>> begin

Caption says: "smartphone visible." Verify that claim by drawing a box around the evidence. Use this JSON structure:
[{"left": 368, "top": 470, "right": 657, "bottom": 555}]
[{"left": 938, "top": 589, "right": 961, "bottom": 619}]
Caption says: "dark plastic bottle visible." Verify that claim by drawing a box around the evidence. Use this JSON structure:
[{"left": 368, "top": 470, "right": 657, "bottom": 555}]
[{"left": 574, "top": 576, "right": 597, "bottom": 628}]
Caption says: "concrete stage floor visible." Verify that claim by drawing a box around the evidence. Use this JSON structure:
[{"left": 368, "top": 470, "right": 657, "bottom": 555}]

>> end
>> begin

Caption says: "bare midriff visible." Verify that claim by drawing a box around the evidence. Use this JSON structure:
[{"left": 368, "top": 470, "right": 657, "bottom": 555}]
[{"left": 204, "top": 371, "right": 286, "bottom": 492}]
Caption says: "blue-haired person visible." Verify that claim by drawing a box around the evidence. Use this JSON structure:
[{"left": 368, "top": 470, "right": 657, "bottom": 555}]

>> end

Instructions to follow. Return every line of the items above that contains the word "concrete", copied in full. Case counts.

Expected answer.
Caption says: "concrete stage floor visible." Verify that claim by drawing a box around the evidence. Use this JSON structure:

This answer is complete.